__Quoted passage__
Sure they’re not replacement for a dev with 10 years experience with the system and who was there when the specs were written. But you don’t always have that resource at your disposal. Sometimes you’re working on a system that was written decades ago for a world that doesn’t exist anymore, patched by teams that have since come and gone who also didn’t have that knowledge and held together by sheer force of will and developer grit. On a project like that, anything that can help you search that code base quickly and especially with fuzzy descriptions is absolutely a boon.

ajd555•7mo ago
You're right, I certainly agree with your assessment that it can be an invaluable tool to search through codebases quickly! No team can process it that quickly, especially if, like you say, this was written by a team that no longer exists.

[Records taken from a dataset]

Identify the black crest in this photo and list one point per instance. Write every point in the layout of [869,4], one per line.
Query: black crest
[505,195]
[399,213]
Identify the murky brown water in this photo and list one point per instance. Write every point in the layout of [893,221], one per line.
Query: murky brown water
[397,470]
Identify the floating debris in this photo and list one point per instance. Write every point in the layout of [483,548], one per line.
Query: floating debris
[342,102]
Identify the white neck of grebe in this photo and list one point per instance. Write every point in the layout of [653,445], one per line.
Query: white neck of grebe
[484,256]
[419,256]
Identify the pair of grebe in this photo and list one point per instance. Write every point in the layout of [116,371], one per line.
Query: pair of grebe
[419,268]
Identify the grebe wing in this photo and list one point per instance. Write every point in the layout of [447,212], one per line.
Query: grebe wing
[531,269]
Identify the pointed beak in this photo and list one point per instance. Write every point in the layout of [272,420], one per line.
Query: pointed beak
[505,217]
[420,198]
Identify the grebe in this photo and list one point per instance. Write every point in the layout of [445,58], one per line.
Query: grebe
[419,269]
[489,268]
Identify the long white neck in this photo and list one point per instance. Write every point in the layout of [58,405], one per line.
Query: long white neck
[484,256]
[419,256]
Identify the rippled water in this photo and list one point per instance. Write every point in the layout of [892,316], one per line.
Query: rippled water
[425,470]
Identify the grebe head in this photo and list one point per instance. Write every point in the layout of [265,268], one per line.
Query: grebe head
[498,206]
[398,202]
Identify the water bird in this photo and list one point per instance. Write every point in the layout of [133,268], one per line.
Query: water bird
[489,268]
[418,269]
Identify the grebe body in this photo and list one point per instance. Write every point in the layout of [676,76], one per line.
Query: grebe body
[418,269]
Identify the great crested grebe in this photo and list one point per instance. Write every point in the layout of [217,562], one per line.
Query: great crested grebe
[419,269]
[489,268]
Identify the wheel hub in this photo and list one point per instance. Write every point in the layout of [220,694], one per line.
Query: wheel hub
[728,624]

__Directions__
1. In the discussion about searching legacy code, what does the first comment say holds together a system written decades ago?
2. From the discussion about searching legacy code, output the stretch from "ajd555•7mo ago" through "no longer exists.".

__Answer section__
1. Sheer force of will and developer grit.

2.
ajd555•7mo ago
You're right, I certainly agree with your assessment that it can be an invaluable tool to search through codebases quickly! No team can process it that quickly, especially if, like you say, this was written by a team that no longer exists.